> _Consigne 1_
Relevez toutes les années distinctes, écrites en quatre chiffres, que mentionne la sélection, dans l'ordre de leur première apparition.

> _Sélection_

**********

Autre coup de ❤, ce disque Naïve irrésistible quoiqu'imparfait, né de l'association entre Leonardo García Alarcón (voir plus haut le concert de l'année Nabucco) et la déjà légendaire Anne Sofie von Otter. Les deux avaient déjà prodigué naguère un Baroque Dream de haute volée (notre chronique d'alors). Le programme mute (point d'ancrage : la Penelope de Monterverdi), le titre change de langue - à défaut de sens -, et la merveilleuse Sandrine Piau (chanteuse de 2011) apporte sa pierre à l'édifice. C'est Piau d'ailleurs, malgré l'ivresse de sa voix, qui s'avère la moins enchanteresse, tant son zeste d'application scolaire semble en léger décalage avec le naturel si bondissant du Seicento. Par ailleurs, Von Otter arbore un matériau désormais blanchi (certains diront "usé") pouvant décontenancer. Toutefois, son art (au sens de charmede diseuse, de sibylle, est à son sommet : au point de devenir hypnotique, voire hallucinogène. Nirvana complété par une Cappella Mediterranea (ensemble de 2011) au meilleur de sa forme... spécialement dans les extraits de cette Elena de Cavalli, qu'Alarcòn (chef de 2011) offrira bientôt dans son intégralité ! Un rêve baroque programmé Salle Gaveau (Paris) le 14 mai prochain.


La tombe de Claudio Monterverdi (1567-1643), dans une chapelle de l'Église des Frari - © Jacques Duffourg

Les majors, les sunlights, les tournées à grand tapage, le marketing (parfois) racoleur : ce n'est pas du tout "son truc". Olivier Baumont mène depuis des décennies une carrière de claveciniste, d'enseignant, de chercheur de pédagogue, tournée vers l'investigation et le partage - avec beaucoup d'élégance et peut-être trop de discrétion. Sa discographie très relevée (notamment l'intégrale Couperin), souvent récompensée, riche de nombreux enregistrements conçus et construits avec la patience d'un architecte, pourrait rendre jaloux plus d'un. Pour autant, le concert/disque de l'année (voir plus haut) dédié à Georg Philipp Telemann (également compositeur de l'année, voir plus bas) offert au Théâtre du Ranelagh l'a encore prouvé sans ambages : tant de chic et d'intériorité, de détermination et de délicatesse, de don de soi et de concentration ; cela n'appartient qu'aux seigneurs.


"Kotaro Fukuma, Japonais d'à peine trente ans n'est pas (...) un inconnu. Lauréat de la Fondation Gina Bachauer, premier prix au Centre National Supérieur de Musique de Paris en 2005 (...),  il remporte en 2003 le premier prix Chopin au Concours International de Piano de Cleveland. C'est en 2007 que ce talent précoce décide de se lancer dans l'aventure d'Iberia. Et le moins que l'on puisse écrire d'instinct, dès que débute l'écoute de son enregistrement, est que son interprétation, d'une extrême maturité - déjà - se hisse d'emblée aux cotés de celles des plus grands." Par ces mots, notre compte-rendu souhaitait mettre en avant le caractère précoce de ce pianiste déjà très couru : à ce don, il convient d'ajouter l'éclectisme, puisque ce jeune homme défend âprement la musique contemporaine, à commencer par celle de son pays. Il est ainsi signataire de l'intégrale de la musique pour piano seul de Toru Takemitsu, chez Naxos. Talent, envergure, aplomb : autant de promesses que Fukuma ne manquera, nul n'en doute, de tenir. De telles semailles valent largement notre coup de ❤ !

**********

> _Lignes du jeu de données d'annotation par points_

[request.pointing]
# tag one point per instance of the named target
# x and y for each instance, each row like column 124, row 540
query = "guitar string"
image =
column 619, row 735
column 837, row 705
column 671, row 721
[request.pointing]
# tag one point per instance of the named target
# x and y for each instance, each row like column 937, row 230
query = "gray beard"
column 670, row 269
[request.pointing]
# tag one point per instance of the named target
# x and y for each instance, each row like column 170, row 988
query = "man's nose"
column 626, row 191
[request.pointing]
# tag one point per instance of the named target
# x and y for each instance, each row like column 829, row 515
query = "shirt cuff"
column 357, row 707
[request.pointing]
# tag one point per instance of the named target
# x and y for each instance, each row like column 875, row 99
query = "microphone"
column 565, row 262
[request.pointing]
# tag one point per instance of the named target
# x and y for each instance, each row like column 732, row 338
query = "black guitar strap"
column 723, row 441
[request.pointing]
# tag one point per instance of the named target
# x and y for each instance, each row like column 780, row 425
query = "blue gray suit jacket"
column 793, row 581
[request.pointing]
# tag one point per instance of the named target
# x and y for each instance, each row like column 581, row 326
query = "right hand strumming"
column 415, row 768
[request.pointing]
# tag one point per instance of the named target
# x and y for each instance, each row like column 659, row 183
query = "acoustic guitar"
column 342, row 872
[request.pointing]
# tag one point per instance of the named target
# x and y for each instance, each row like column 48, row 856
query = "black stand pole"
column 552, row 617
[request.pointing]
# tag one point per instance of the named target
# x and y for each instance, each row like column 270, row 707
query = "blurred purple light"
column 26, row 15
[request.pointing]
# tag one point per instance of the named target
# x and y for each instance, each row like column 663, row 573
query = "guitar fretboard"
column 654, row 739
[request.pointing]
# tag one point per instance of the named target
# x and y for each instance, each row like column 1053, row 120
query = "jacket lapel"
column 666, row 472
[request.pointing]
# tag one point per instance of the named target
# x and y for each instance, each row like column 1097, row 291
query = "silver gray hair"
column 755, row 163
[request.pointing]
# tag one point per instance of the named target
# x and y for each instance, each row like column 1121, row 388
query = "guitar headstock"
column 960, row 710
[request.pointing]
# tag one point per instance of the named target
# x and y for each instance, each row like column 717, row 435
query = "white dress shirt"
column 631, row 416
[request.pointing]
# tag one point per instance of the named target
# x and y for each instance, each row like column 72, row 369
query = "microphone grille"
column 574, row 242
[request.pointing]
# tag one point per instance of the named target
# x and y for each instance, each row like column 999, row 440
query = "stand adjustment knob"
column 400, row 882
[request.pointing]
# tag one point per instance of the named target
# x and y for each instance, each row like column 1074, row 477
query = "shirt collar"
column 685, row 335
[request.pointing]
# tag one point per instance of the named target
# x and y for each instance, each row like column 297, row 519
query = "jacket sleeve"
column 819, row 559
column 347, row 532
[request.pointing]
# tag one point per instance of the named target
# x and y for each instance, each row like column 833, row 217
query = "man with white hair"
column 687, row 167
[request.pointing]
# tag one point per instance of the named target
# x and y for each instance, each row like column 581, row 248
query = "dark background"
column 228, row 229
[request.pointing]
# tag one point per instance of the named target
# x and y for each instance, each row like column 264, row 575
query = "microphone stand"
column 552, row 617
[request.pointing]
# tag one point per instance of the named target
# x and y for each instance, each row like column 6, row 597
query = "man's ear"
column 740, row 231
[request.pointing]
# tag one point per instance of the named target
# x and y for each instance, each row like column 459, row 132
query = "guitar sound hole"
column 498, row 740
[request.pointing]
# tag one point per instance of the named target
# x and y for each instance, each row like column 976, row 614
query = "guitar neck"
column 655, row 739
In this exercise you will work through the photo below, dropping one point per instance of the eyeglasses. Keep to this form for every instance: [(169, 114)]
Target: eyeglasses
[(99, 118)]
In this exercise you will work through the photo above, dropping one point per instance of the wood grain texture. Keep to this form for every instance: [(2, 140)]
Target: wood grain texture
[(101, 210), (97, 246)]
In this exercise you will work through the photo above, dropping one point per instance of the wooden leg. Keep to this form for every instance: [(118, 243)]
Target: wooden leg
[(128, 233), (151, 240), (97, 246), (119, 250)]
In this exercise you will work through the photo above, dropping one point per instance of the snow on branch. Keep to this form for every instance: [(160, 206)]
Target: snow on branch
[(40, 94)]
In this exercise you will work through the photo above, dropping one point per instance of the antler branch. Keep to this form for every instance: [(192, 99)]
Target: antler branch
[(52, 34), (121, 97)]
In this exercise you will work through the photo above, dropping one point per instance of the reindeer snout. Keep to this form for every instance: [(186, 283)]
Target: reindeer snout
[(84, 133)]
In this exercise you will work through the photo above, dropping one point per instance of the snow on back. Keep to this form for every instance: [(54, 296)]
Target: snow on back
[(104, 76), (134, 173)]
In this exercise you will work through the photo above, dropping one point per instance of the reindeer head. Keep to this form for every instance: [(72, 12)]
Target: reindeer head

**********

> _Consigne 2_
Transcrivez en tableau Markdown à deux colonnes, « N° » et « Contenu », les lignes d'annotation par points, du début de ces lignes jusqu'à celle qui contient « column 666, row 472 », les deux bornes comprises. Omettez les lignes vides.

> _Réponse attendue 1_
2011, 1567, 1643, 2005, 2003, 2007

> _Réponse attendue 2_
| N° | Contenu |
|---|---|
| 1 | [request.pointing] |
| 2 | # tag one point per instance of the named target |
| 3 | # x and y for each instance, each row like column 124, row 540 |
| 4 | query = "guitar string" |
| 5 | image = |
| 6 | column 619, row 735 |
| 7 | column 837, row 705 |
| 8 | column 671, row 721 |
| 9 | [request.pointing] |
| 10 | # tag one point per instance of the named target |
| 11 | # x and y for each instance, each row like column 937, row 230 |
| 12 | query = "gray beard" |
| 13 | column 670, row 269 |
| 14 | [request.pointing] |
| 15 | # tag one point per instance of the named target |
| 16 | # x and y for each instance, each row like column 170, row 988 |
| 17 | query = "man's nose" |
| 18 | column 626, row 191 |
| 19 | [request.pointing] |
| 20 | # tag one point per instance of the named target |
| 21 | # x and y for each instance, each row like column 829, row 515 |
| 22 | query = "shirt cuff" |
| 23 | column 357, row 707 |
| 24 | [request.pointing] |
| 25 | # tag one point per instance of the named target |
| 26 | # x and y for each instance, each row like column 875, row 99 |
| 27 | query = "microphone" |
| 28 | column 565, row 262 |
| 29 | [request.pointing] |
| 30 | # tag one point per instance of the named target |
| 31 | # x and y for each instance, each row like column 732, row 338 |
| 32 | query = "black guitar strap" |
| 33 | column 723, row 441 |
| 34 | [request.pointing] |
| 35 | # tag one point per instance of the named target |
| 36 | # x and y for each instance, each row like column 780, row 425 |
| 37 | query = "blue gray suit jacket" |
| 38 | column 793, row 581 |
| 39 | [request.pointing] |
| 40 | # tag one point per instance of the named target |
| 41 | # x and y for each instance, each row like column 581, row 326 |
| 42 | query = "right hand strumming" |
| 43 | column 415, row 768 |
| 44 | [request.pointing] |
| 45 | # tag one point per instance of the named target |
| 46 | # x and y for each instance, each row like column 659, row 183 |
| 47 | query = "acoustic guitar" |
| 48 | column 342, row 872 |
| 49 | [request.pointing] |
| 50 | # tag one point per instance of the named target |
| 51 | # x and y for each instance, each row like column 48, row 856 |
| 52 | query = "black stand pole" |
| 53 | column 552, row 617 |
| 54 | [request.pointing] |
| 55 | # tag one point per instance of the named target |
| 56 | # x and y for each instance, each row like column 270, row 707 |
| 57 | query = "blurred purple light" |
| 58 | column 26, row 15 |
| 59 | [request.pointing] |
| 60 | # tag one point per instance of the named target |
| 61 | # x and y for each instance, each row like column 663, row 573 |
| 62 | query = "guitar fretboard" |
| 63 | column 654, row 739 |
| 64 | [request.pointing] |
| 65 | # tag one point per instance of the named target |
| 66 | # x and y for each instance, each row like column 1053, row 120 |
| 67 | query = "jacket lapel" |
| 68 | column 666, row 472 |